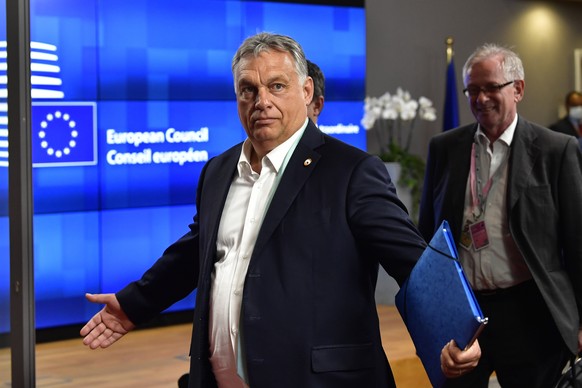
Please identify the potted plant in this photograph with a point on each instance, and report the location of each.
_ _ _
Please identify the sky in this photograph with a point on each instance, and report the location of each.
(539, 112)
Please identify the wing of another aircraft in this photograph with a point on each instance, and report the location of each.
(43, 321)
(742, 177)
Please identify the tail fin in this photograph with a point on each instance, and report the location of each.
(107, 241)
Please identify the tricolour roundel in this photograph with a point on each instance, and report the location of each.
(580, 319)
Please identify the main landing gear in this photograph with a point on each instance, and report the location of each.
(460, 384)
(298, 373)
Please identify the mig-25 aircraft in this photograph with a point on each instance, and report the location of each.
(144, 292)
_ _ _
*TASK BRIEF*: Show every line from the rows that contains the word "aircraft".

*IN RESPONSE*:
Please identify the wing of another aircraft in this photograph with a point on each instance, and report the location of each.
Please identify the mig-25 aircraft in this photograph with a point on each instance, and report the location of each.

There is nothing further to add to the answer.